### Data to examine:
== Segment start ==

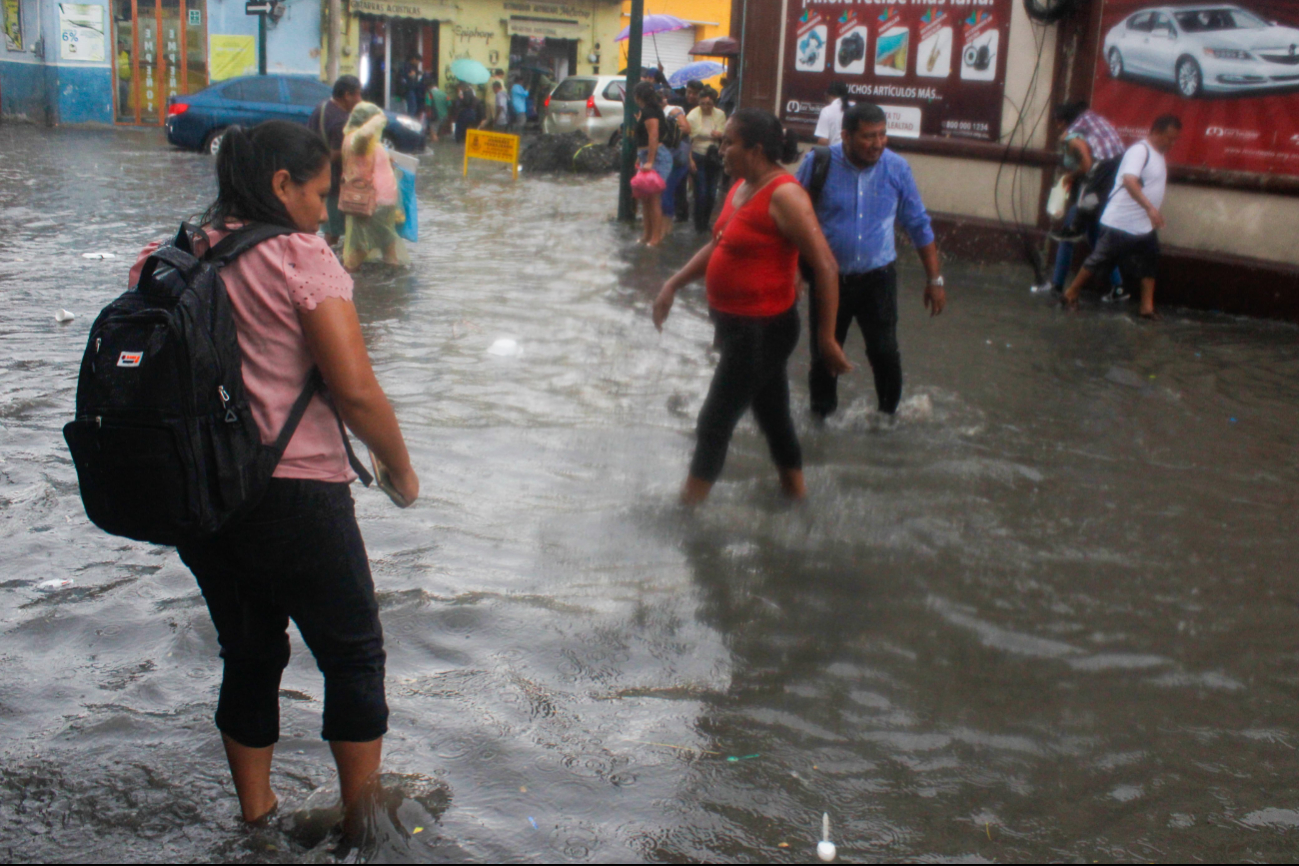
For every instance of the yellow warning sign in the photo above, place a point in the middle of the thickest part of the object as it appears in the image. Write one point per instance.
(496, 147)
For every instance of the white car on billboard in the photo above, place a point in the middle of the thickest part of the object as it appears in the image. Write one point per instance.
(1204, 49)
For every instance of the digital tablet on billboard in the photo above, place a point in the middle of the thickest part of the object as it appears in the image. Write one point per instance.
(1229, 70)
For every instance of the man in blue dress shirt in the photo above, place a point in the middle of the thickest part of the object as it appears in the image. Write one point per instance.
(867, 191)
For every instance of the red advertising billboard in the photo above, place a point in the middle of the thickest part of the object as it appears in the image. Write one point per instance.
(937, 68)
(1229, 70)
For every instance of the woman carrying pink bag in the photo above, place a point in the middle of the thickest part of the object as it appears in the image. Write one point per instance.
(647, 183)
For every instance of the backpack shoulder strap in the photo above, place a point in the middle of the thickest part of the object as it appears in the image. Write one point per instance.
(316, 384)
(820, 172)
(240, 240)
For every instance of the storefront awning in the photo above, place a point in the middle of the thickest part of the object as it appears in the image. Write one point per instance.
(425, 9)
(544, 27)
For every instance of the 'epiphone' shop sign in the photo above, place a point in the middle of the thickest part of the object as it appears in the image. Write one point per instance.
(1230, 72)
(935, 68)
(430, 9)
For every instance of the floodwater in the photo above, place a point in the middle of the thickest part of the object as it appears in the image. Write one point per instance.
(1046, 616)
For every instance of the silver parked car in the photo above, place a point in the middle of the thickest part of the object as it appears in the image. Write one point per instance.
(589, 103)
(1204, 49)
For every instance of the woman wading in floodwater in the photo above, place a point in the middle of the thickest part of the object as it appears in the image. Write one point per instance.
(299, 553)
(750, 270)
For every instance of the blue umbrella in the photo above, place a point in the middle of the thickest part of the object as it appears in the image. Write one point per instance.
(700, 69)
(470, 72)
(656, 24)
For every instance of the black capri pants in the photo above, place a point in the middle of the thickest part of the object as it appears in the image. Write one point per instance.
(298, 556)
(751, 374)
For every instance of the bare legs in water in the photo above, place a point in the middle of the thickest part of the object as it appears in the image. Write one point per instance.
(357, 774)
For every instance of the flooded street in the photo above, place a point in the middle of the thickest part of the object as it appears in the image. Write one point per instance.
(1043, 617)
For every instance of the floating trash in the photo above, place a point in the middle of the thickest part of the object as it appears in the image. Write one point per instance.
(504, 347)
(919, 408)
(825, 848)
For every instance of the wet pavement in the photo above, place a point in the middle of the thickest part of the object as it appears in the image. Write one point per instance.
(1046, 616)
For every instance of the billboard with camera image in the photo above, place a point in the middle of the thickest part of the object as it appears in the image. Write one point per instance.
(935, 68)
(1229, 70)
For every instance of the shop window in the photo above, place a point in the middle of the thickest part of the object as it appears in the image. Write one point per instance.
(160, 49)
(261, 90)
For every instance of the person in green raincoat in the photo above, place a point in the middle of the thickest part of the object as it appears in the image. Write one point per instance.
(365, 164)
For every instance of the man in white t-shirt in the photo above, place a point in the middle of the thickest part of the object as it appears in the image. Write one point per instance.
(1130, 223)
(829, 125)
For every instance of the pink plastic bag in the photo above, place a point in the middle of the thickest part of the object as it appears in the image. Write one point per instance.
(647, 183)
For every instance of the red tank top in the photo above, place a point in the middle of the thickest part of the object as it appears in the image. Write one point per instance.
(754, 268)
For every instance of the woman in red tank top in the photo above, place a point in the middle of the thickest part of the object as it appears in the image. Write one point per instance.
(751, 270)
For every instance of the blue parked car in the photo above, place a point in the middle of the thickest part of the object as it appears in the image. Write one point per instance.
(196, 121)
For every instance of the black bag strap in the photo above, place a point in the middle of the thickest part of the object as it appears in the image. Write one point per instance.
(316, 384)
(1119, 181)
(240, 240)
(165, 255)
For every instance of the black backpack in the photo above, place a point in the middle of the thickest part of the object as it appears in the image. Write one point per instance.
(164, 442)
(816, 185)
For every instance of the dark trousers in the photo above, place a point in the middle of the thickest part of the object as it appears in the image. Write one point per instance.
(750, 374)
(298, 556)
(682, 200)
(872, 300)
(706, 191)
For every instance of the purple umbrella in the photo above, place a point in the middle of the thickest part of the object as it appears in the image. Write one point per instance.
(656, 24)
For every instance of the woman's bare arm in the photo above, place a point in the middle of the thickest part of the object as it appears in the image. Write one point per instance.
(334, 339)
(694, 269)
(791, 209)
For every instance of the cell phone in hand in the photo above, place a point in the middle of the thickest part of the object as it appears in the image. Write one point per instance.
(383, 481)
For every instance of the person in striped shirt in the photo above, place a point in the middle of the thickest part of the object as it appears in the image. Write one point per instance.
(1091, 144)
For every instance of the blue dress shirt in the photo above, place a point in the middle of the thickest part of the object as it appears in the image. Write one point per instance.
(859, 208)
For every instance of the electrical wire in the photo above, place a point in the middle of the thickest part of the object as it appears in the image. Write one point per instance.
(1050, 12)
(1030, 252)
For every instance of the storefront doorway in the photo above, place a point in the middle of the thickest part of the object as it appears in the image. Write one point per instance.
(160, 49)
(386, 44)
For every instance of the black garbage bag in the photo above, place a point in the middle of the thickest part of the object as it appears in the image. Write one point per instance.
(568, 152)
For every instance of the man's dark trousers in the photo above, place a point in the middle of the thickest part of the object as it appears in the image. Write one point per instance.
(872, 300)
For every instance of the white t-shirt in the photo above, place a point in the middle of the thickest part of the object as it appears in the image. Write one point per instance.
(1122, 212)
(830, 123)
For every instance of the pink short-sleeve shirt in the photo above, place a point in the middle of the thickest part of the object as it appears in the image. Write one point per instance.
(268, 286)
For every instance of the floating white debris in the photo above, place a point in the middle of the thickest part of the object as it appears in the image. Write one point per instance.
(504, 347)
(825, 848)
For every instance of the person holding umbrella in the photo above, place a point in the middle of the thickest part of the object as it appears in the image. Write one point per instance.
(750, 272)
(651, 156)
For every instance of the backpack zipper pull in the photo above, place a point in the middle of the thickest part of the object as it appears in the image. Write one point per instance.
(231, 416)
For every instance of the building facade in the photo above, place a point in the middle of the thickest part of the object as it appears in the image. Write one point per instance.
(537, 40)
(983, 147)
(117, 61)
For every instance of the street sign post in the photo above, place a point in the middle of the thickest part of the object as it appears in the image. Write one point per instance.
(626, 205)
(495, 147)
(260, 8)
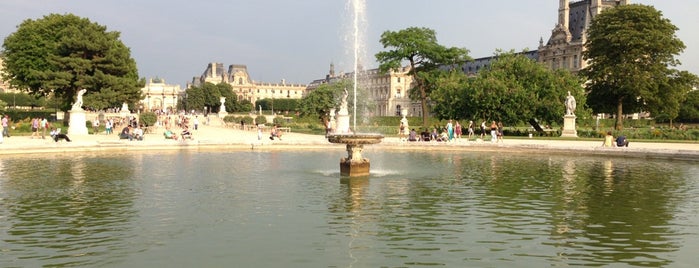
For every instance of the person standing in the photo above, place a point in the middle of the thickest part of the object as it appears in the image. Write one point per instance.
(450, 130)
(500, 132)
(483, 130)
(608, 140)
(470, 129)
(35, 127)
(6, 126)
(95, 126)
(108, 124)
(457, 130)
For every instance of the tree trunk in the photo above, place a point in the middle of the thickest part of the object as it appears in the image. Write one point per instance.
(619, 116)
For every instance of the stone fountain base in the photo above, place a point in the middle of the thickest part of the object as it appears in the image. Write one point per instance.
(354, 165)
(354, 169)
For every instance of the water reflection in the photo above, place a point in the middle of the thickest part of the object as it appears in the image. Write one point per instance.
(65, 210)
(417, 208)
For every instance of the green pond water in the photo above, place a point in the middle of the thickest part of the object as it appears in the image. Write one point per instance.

== Segment end ==

### What is needed:
Could you restate the material word for word, skipping any pictures it holds?

### Answer to the problem:
For every instance of the yellow warning sign in the photo above, place a point in the middle of the thickest part of the object as it appears in the image. Write one point per instance.
(496, 147)
For every instance of the white car on billboard in the photo above, place a point in the middle of the thickest part of the object as it appears in the image. Write one point per instance.
(1204, 49)
For every instance of the digital tablet on billboard in the photo above, place a point in the middle of the thickest part of the object as it appears in the image. Write one point per instance.
(1229, 70)
For every instance of the man in blue dress shirt in the photo above, place a point in the middle of the thickest part of the object as it appears in the image. Write one point per instance.
(867, 191)
For every instance of the red advertising billboard in the photo above, place a point in the middle of the thickest part of the object as it appears in the image. Write one point per instance.
(937, 68)
(1229, 70)
For every instance of the woman carrying pink bag in the photo above, place a point in the middle of the thickest part of the object as it appears in the image. Write one point per instance.
(647, 183)
For every instance of the backpack shoulder strap in the photo above, place a point in the middle of the thickest part of the object as it appears in the image. Write one point per instance.
(316, 384)
(820, 172)
(240, 240)
For every instance of the storefront awning in the photo above, place a point in the middle of the thickest part of the object as it appears in the image. Write one point per instance.
(425, 9)
(544, 27)
For every instance of the 'epiphone' shop sign in the photo above, place a point in the middle of the thickest part of the object as it appears in the image. Write one point per instance.
(1230, 72)
(935, 68)
(430, 9)
For every instance of the floodwater in the photo above, place a point in the middle of the thickest part of the object as it appears in the image. Write one point per instance.
(1046, 616)
For every instance of the silver parked car in the photo above, place a point in the middle of the thickest part of the object as it appears in the image. Write one point per instance.
(589, 103)
(1204, 49)
For every instance of the woman wading in floodwater in the photo above, place a point in the middle of the thickest part of the object as it appears in the image. Write one point per instance.
(299, 553)
(750, 270)
For every instance of the blue umbrella in the photo above, place a point in the middle of the thickest part of the object as it appears in the image. Write one point per instance.
(700, 69)
(470, 72)
(656, 24)
For every instance of the black capri pants in the photo above, place a point in the middle of the thickest part of the object as it appears in the image. Write one point per instance.
(298, 556)
(751, 374)
For every instance of the bare legs in water in the photo above, place a point in the middle of the thickest part of the object as it appears in the image. Write one point per instance.
(357, 774)
For every instance of the flooded street in the photo above, place a point in the middle of the thickest part of the object as it appears in the image. Write one point per instance.
(1043, 617)
For every instance of the floating trash in the photo above, place a point in the middle of the thickest part of the object as it appears in the image. Write one point per instance.
(504, 347)
(919, 408)
(825, 848)
For every instance of the wet pavement in the photo above, place a point in the middle of the thickest part of the object as it appears in the image. Write one point per instance.
(1046, 616)
For every instance of the billboard with camera image in the photo above, place a point in the middle of the thickest part of the object as it appears in the image. Write one point per instance.
(935, 68)
(1229, 70)
For every instance of the shop window in the photo above, place a point in the middle of the thickest part of the object as it appears in the image. Write one point per instance.
(160, 49)
(261, 90)
For every instance of the person in green raincoat in the photo above, place a point in the middle of the thickest part of the object as it appears in the image. Write one point per instance.
(365, 164)
For every instance of the man in white t-shirt in the photo above, place a point in the middle of the thickest part of the object as it appears in the image. Write one point per instance.
(1130, 223)
(829, 125)
For every instance of the pink plastic bag in the photo above, place a point in the middle of the thickest part of the object as it appears in the image. Write one point per instance.
(647, 183)
For every instance of the red tank top in the photo above, place a point in the middle of the thickest part of the object as it appears in the image. Write one point per instance.
(754, 268)
For every instance of the woman in red tank top in the photo above, place a point in the middle of the thickest part of the object as it appears in the image. Write one point per instance.
(751, 270)
For every instance of the blue parked car in the photo above, place a point in the middle of the thickest part of the object as it appears in the image. Write one point per instance.
(196, 121)
For every instance of the black bag strap in the photo above, place a point in the middle of the thickest part of the object as it appears in the image. Write one point per instance.
(316, 384)
(1119, 181)
(240, 240)
(165, 255)
For every instance of the black backpack in the photo above, place a point in the middle of the thickest part of the object as it appears in the image. Write one point per instance.
(164, 442)
(816, 185)
For every instance of the dark trousers in the photo above, place a point in the middle of the thickest part of the object as it appears in the image. Write one point per instance.
(750, 374)
(298, 556)
(682, 200)
(872, 300)
(706, 191)
For every instance of the purple umbrella in the photo above, place a point in the middle of the thickest part of the object as it appears in the image. Write one point per instance.
(656, 24)
For every instance of the woman's bare arm in the photo above, place a point in the middle of the thickest part of the object as it appears in the image. Write one point per instance.
(334, 339)
(694, 269)
(791, 209)
For every instance of the cell phone in hand in the photo above, place a point in the middle of the thickest part of the object as it appears in the image. Write one point per instance.
(383, 481)
For every instance of the person in striped shirt in the photo above, place a point in the middle of the thickest part of the object as it appears in the image. Write one point per instance.
(1091, 144)
For every instance of the blue dress shirt in the photo above, place a point in the middle of the thickest part of the object as it appears in the image. Write one point per instance.
(859, 208)
For every instance of the electrical wire in the photo above, place a point in the middle of the thickest part of the object as it appears in the image. Write one point per instance.
(1050, 12)
(1030, 252)
For every instance of the storefront doorway in the photo above, place a point in the middle of the thickest part of the object as it appears in the image. Write one point per instance.
(160, 49)
(386, 44)
For every instance of the black garbage bag in the photo above, place a point in the middle of the thickest part of the object as it appears in the image. Write one point per instance.
(568, 152)
For every instance of the man's dark trousers in the photo above, place a point in the middle of the thickest part of the object as it appears in the image. Write one point per instance.
(872, 300)
For every instance of the white t-shirt in the photo above, place a point in the middle of the thickest part of the object as it appears in the image. Write one point per instance.
(1122, 212)
(830, 123)
For every instance of the pink short-sleeve shirt in the photo above, place a point in the middle of the thickest part of the object as it appears in the image. Write one point per instance.
(268, 286)
For every instance of the floating white debris in the photo above, place a point in the middle of the thickest part of the object as it appears in the image. Write one point per instance.
(504, 347)
(825, 848)
For every instance of the person holding umbrella in the photo above, place a point in the middle of the thickest part of the object as it appears in the image. Write one point per instance.
(750, 272)
(651, 156)
For every instance of the backpack zipper pull in the photo above, place a point in the middle of the thickest part of the object as it appears in the image. Write one point per instance.
(231, 416)
For every instance of the building facade in the photo above, place a point in the middle of the thickest part of the object as it appears in the image. Write one point per instance.
(537, 40)
(983, 147)
(117, 61)
For every instance of the street sign post in the photo above, place a point in the middle of the thickest part of the object as it appears in the image. Write one point per instance.
(626, 205)
(495, 147)
(260, 8)
For every instance of the person standing in the photo above, place a point in the middle of the thickest part of the object as it appears in the image. Write one point per instance.
(450, 130)
(500, 132)
(483, 130)
(608, 140)
(470, 129)
(35, 127)
(6, 126)
(95, 126)
(108, 124)
(457, 130)
For every instance of the tree trunk in the photo above, place a point in the middle of the thickest part of the object as it appears in the image. Write one point per instance.
(619, 116)
For every instance of the stone fountain base in the photo above, place a point in the middle of the thickest part of the object as it appears in the image. Write one point per instance.
(354, 165)
(354, 169)
For every instance of the water reflection in the photo above, place a point in the middle of the thickest part of the object as it appears in the image. Write one point per instance.
(65, 210)
(417, 208)
For every instance of the green pond water in the photo above, place a point in the middle of the thickest part of the object as it appears in the image. Write one point per instance.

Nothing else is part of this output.